╔══

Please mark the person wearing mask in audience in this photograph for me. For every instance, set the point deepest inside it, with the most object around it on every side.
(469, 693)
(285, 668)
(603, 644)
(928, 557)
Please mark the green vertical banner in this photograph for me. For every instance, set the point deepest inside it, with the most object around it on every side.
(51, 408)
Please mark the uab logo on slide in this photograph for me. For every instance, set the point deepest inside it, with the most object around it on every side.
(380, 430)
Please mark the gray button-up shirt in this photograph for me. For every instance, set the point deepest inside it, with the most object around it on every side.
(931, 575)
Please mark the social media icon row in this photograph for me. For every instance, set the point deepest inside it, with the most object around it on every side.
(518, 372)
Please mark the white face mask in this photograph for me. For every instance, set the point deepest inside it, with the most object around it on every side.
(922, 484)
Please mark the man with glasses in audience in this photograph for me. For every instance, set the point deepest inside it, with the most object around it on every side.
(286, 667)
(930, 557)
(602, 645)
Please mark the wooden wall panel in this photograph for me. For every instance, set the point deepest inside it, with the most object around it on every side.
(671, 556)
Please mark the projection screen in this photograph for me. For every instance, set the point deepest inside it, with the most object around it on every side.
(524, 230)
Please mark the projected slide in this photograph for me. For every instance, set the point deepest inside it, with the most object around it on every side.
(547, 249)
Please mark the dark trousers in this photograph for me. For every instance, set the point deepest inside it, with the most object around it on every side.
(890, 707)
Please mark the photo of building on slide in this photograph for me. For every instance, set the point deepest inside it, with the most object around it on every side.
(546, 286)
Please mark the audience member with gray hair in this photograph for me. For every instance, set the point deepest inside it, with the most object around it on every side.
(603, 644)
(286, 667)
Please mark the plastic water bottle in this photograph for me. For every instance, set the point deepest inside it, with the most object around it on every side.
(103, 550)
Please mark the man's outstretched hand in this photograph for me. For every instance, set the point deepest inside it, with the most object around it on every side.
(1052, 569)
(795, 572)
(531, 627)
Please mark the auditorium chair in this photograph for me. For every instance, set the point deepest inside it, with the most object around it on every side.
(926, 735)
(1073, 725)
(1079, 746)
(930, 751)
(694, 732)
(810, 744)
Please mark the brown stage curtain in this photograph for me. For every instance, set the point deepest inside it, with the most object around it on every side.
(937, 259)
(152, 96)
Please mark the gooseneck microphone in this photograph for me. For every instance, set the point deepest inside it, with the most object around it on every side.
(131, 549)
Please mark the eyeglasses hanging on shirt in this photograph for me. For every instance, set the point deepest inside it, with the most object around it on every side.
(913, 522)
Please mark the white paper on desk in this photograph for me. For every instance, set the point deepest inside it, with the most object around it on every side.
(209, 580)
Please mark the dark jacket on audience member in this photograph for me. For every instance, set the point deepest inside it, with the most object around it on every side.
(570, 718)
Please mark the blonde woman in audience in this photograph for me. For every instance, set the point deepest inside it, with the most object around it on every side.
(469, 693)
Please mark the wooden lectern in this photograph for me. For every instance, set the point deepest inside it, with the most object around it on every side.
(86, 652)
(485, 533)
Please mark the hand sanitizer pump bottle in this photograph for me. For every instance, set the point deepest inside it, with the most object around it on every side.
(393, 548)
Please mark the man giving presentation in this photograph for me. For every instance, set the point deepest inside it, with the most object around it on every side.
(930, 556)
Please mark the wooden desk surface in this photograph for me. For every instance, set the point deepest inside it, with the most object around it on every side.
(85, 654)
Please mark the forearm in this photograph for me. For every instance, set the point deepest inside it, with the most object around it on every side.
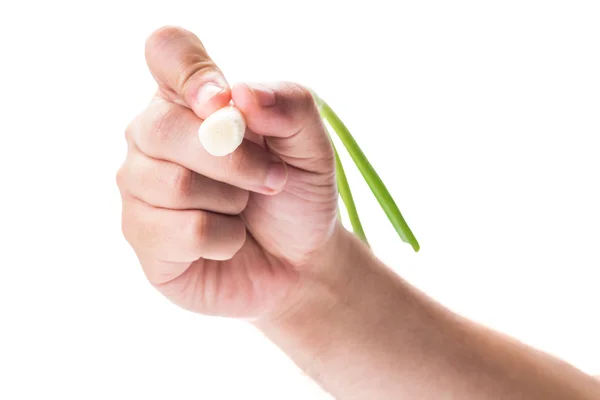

╚══

DIRECTIONS FOR THIS TASK:
How many lines of the data above contain the string "shirt"? Case counts. Reply with the number alone.

SOLUTION:
2